Treatment commenced with patients in a supine position. After disinfection of the acupoint sites, a 0.30 mm × 30 or 40 mm disposable filiform needle was inserted into each acupoint with a high needle entry speed​. Neiguan and Ximen were perpendicularly needled to a depth of 0.5–0.8 cun. Danzhong was obliquely needled to a depth of 0.3–0.5 cun. Zusanli was perpendicularly needled to a depth of 1.0–1.5 cun. Upon achieving a deqi sensation, the Ping Bu Ping Xie (mild attenuating and tonifying) manipulation technique was applied.

The acupuncture needles were retained for 30 minutes. Next, patients were asked to take a prone position. A 0.30 mm × 40 mm disposable filiform needle was obliquely inserted toward the spine into Xinshu, reaching a maximum insertion of 1–1.2 cun. The needle was manipulated every 5 minutes during a 15–20 minute needle retention time. The acupuncture treatment was conducted twice a day for a total of four consecutive weeks during hospitalization.


Evaluations were performed before and after acupuncture treatment. As a result of acupuncture therapy, patients achieved significantly improved indicators of blood lipids (TG, LDL-C), MAP, HR, electrocardiogram results, and indicators of coronary artery plaque (RI, EI, NC) (p<0.05). After completion of treatment, the efficacy rates for each patient were categorized into 1 of 3 tiers:

  • Significantly effective: Angina was reduced by 2 grades. Disappearance of angina for grade I and II patients. Angina didn’t occur even after vigorous physical activities. The ECG (EKG) ischemic changes returned to normal.
  • Effective: Angina was reduced by 1 grade. Angina didn’t occur after general physical activities. ST-segment was evaluated by ≥0.05 mv or returned to normal. Inverted T waves became shallower by ≥25%. Flattened T waves became erect.
  • Ineffective: No improvement of symptoms and ECG. Angina occurred after general physical activities.


Continuing Investigations
Research indicates that acupuncture is effective for the treatment of CHD. According to the research covered in this article, acupuncture benefits patients undergoing drug therapy for CHD by improving blood lipids, blood pressure, heart rate, and electrocardiogram indicators while reducing coronary artery plaques. This confirms similar research demonstrating that acupuncture reduces plaque buildup in the carotid arteries. [4]

Another investigation by researchers from the University of California, Los Angeles (UCLA) finds acupuncture effective for protecting the heart. In a lab experiment, electroacupuncture applied to acupuncture points PC6 and PC5 in rabbits with coronary arterial occlusion resulted in less ventricular arrhythmias. There were additional benefits. Electroacupuncture decreased heart infarct size (protected the heart from tissue death due to obstruction of blood and oxygen supply). Moreover, the researchers showed that electroacupuncture caused a decrease in left ventricle dysfunction. A decrease in harmful ST segment elevation was observed. [5] The results were published in the American Journal of Physiology Heart and Circulatory Physiology.

........

Work instructions
a: Put this sentence from the acupuncture passage into Spanish: "The acupuncture needles were retained for 30 minutes."
b: Update the acupuncture passage between "The acupuncture needles" and "weeks during hospitalization.", inclusive, writing "once a day" in place of "twice a day".
You won't need the lines after the text for any of this.

Material supplied

........

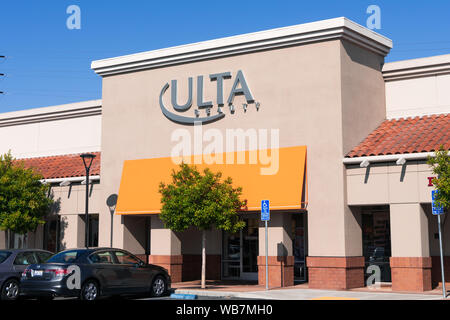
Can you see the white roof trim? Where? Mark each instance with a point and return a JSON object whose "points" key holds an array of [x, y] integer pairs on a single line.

........

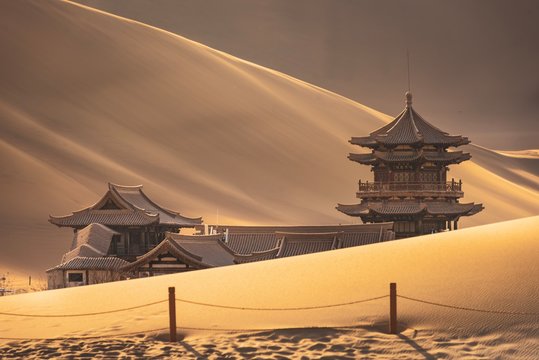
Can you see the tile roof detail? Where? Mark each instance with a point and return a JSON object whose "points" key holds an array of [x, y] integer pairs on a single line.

........

Solutions
a: Las agujas de acupuntura se mantuvieron colocadas durante 30 minutos.

b:
The acupuncture needles were retained for 30 minutes. Next, patients were asked to take a prone position. A 0.30 mm × 40 mm disposable filiform needle was obliquely inserted toward the spine into Xinshu, reaching a maximum insertion of 1–1.2 cun. The needle was manipulated every 5 minutes during a 15–20 minute needle retention time. The acupuncture treatment was conducted once a day for a total of four consecutive weeks during hospitalization.